(Records of labeled points)
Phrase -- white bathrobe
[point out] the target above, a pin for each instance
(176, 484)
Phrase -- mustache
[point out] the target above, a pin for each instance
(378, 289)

_Your instructions_. Can you give these records again, replacing "target" with "item" and leaving everything else unchanged?

_The answer_.
Phrase -- white bathrobe
[point out] the item above, a pin for each instance
(176, 484)
Phrase -- mustache
[point out] the item above, a pin for each instance
(378, 289)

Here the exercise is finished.